▶ What the task requires
After counting the lines below that hold the word "tennis", reply with the count and nothing else.

▶ Data for analysis
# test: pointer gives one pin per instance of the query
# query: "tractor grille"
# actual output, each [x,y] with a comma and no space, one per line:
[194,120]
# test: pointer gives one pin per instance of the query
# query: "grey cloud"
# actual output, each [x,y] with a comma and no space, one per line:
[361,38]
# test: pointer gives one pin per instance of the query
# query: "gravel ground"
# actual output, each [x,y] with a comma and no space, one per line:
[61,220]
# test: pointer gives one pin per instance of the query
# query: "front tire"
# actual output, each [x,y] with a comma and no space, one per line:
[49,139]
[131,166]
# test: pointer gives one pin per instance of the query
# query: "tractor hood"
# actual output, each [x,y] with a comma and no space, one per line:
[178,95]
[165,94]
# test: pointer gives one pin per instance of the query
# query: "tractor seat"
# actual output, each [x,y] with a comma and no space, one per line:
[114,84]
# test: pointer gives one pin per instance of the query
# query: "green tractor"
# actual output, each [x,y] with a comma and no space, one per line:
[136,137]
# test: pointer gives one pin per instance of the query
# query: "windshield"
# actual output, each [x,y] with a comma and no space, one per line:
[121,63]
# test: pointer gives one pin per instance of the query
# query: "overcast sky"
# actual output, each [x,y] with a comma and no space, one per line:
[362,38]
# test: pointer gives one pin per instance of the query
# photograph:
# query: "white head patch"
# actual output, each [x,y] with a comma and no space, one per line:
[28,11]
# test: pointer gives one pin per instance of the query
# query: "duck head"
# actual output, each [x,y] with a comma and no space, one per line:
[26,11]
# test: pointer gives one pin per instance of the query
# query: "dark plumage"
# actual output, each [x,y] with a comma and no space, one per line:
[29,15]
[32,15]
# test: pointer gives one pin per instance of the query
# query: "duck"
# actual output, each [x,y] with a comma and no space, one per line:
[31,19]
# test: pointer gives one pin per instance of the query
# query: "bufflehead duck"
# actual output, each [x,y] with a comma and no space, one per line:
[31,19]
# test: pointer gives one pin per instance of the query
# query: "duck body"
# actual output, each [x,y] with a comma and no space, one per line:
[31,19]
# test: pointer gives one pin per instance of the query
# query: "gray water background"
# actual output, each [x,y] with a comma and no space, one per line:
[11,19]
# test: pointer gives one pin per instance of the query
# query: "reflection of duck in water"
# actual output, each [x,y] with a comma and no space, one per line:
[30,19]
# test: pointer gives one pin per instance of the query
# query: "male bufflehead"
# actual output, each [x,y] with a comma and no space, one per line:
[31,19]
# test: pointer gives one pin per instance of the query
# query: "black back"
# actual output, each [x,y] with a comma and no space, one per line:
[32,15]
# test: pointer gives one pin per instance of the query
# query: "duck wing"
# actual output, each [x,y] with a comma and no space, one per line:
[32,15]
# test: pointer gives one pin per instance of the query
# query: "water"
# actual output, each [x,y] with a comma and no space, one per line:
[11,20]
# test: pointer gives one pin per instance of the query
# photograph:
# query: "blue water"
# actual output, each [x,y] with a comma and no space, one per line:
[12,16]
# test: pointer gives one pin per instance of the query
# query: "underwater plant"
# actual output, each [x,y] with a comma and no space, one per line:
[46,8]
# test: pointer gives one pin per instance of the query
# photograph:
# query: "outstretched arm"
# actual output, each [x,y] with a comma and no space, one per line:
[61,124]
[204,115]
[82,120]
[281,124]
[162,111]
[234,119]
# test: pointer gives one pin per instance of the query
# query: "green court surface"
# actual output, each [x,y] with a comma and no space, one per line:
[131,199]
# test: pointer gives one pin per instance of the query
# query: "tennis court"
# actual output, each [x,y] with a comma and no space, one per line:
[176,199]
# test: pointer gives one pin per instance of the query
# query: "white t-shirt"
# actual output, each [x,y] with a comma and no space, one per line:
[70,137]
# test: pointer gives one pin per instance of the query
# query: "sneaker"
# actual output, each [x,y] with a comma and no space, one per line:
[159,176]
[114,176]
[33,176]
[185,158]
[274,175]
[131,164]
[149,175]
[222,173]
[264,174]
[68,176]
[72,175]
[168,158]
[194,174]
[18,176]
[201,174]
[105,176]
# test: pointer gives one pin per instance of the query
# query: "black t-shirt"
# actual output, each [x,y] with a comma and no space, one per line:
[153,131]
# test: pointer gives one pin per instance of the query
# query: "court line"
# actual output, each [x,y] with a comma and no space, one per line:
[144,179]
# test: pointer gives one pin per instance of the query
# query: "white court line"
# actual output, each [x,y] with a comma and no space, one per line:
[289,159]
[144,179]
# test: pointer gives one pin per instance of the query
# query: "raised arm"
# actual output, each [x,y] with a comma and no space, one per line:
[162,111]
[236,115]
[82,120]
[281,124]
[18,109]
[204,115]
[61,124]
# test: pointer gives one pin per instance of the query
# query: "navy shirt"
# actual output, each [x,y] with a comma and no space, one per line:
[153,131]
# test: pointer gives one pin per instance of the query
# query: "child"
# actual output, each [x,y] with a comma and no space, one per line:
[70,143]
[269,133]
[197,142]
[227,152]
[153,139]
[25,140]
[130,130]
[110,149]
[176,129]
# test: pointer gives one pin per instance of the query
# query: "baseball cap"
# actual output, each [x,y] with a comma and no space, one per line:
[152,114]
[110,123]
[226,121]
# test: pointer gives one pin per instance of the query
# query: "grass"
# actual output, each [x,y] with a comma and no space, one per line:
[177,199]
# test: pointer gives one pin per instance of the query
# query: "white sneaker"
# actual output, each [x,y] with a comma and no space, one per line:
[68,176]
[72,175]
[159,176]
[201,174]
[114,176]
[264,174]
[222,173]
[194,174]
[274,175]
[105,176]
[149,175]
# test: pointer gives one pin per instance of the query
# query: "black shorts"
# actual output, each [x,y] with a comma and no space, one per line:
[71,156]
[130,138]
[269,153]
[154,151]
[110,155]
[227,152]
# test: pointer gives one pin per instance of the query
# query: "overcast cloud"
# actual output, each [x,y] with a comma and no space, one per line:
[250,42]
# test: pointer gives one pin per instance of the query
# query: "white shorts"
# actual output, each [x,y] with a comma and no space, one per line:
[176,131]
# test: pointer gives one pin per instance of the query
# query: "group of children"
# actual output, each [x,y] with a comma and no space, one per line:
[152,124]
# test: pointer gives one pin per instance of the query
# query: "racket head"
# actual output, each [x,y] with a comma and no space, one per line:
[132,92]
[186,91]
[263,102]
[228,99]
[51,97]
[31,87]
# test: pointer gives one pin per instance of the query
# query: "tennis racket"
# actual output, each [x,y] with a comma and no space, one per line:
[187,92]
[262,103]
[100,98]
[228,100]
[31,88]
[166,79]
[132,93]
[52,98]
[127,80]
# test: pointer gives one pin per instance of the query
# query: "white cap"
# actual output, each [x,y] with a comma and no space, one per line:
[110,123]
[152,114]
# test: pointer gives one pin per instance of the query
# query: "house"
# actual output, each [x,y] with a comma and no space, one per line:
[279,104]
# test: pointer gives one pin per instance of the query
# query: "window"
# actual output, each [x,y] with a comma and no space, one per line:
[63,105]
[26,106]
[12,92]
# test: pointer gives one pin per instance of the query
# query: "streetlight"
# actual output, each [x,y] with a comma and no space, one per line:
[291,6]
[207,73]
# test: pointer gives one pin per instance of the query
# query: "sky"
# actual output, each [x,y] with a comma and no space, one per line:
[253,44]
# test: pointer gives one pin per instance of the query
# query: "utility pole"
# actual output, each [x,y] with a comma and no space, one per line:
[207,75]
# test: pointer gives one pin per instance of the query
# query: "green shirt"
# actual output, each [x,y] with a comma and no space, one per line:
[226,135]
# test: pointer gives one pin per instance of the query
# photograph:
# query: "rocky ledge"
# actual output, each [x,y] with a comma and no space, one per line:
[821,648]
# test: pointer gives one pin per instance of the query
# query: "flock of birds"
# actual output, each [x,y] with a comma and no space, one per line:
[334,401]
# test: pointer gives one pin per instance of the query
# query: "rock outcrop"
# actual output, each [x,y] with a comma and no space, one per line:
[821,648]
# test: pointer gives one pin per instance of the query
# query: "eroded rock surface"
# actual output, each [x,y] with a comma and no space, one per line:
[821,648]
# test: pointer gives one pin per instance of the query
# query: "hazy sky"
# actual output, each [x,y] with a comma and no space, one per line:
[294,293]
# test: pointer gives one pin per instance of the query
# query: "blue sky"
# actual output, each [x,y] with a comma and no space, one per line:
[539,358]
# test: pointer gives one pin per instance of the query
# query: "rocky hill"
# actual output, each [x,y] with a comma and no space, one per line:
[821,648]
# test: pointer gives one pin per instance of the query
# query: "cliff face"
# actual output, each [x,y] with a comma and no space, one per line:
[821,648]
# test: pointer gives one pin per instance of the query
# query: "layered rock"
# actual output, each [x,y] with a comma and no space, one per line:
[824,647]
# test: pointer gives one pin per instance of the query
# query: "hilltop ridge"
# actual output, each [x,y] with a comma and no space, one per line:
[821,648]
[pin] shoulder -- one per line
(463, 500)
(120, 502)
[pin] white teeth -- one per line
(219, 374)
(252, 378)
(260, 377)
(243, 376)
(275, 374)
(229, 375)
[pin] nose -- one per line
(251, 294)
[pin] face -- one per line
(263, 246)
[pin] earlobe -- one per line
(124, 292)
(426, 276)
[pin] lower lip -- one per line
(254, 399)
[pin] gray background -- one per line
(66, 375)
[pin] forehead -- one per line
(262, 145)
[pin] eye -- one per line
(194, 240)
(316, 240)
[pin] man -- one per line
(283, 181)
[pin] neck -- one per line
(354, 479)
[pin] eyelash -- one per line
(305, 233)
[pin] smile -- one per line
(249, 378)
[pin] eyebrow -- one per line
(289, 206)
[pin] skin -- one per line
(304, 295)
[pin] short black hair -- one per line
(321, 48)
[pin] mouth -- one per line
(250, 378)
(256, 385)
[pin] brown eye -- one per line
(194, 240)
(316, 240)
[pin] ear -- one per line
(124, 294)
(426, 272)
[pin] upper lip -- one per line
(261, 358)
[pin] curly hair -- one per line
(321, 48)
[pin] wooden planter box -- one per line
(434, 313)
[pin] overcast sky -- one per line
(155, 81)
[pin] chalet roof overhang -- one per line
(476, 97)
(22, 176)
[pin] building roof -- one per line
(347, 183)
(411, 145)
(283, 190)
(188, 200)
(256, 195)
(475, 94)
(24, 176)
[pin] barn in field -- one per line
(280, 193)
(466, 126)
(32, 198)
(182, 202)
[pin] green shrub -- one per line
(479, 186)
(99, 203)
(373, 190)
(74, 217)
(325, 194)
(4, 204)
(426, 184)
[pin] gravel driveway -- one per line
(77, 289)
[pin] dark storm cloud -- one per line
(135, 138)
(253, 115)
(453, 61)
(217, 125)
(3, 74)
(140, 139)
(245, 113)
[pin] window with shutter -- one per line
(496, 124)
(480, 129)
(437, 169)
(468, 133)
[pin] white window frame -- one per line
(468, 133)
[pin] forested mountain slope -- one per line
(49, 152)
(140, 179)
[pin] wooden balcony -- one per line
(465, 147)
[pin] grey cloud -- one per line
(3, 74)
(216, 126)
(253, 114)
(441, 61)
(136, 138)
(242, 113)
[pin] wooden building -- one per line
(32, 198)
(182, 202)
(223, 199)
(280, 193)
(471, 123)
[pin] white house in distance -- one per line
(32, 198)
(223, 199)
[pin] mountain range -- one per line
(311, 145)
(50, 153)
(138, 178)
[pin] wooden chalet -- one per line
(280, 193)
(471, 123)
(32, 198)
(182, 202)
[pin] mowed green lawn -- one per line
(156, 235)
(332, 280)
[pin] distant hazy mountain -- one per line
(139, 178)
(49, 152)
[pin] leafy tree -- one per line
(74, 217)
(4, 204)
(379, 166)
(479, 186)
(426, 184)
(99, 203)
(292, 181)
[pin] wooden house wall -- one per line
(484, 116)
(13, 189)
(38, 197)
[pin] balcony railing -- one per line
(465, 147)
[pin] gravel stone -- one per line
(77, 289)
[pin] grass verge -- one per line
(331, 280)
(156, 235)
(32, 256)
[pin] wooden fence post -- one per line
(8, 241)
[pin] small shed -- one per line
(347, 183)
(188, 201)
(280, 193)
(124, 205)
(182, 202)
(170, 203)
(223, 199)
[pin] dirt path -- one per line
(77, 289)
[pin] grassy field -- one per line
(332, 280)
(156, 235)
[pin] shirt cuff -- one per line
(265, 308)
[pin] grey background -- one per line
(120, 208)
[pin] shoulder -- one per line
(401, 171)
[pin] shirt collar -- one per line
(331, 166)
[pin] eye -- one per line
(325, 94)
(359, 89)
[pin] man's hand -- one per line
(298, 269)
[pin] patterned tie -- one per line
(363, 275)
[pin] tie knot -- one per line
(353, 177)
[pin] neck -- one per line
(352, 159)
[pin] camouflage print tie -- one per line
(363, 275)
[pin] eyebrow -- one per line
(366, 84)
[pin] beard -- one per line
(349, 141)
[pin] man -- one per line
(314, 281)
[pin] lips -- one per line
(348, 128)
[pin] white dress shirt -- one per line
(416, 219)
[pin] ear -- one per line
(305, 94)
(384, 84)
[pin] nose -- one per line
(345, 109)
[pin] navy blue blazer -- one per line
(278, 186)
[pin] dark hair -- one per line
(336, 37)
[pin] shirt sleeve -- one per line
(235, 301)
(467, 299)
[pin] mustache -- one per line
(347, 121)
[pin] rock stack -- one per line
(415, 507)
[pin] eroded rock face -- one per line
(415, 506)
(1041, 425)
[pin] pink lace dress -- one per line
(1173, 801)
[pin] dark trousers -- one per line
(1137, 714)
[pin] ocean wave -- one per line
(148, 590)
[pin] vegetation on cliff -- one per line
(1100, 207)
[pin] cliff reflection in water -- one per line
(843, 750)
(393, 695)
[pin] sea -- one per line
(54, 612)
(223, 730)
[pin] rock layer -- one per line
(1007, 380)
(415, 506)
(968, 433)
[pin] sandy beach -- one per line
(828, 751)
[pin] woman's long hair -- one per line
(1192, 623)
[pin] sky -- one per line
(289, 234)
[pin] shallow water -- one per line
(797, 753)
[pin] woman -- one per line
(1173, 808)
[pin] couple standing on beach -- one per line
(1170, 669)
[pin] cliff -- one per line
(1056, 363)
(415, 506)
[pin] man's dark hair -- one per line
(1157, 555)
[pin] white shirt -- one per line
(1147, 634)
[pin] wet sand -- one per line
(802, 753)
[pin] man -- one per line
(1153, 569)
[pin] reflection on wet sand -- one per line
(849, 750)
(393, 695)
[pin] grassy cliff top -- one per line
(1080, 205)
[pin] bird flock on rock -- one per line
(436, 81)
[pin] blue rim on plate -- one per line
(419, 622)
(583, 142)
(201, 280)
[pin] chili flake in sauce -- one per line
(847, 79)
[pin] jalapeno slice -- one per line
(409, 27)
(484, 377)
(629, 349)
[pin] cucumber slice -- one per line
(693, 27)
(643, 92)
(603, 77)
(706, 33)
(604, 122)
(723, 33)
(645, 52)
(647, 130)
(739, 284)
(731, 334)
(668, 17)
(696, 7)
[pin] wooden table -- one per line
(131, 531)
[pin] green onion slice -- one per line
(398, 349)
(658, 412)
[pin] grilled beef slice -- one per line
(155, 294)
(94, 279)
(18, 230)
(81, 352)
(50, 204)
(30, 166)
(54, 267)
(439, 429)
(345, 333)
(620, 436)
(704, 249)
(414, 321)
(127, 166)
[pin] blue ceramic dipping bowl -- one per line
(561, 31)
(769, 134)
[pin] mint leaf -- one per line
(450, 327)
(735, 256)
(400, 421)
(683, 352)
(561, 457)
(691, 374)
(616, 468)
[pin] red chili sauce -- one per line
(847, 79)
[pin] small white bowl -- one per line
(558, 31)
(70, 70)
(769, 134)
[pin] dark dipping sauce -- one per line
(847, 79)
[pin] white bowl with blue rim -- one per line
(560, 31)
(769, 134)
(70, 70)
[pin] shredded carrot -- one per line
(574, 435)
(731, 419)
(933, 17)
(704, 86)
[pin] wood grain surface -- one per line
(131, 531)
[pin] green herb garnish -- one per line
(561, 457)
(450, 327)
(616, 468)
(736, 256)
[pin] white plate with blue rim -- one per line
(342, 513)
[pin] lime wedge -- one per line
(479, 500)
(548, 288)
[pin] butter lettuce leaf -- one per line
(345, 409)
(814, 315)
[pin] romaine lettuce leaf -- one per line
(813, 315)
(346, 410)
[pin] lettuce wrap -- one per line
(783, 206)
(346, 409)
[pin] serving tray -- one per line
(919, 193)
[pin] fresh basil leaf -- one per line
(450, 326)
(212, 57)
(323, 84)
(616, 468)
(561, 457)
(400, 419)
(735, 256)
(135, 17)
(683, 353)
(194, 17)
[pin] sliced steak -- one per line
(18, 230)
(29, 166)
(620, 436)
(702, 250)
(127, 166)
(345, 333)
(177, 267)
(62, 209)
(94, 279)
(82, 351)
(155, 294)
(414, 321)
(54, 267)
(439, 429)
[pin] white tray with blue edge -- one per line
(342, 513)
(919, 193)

▶ Finished exercise
2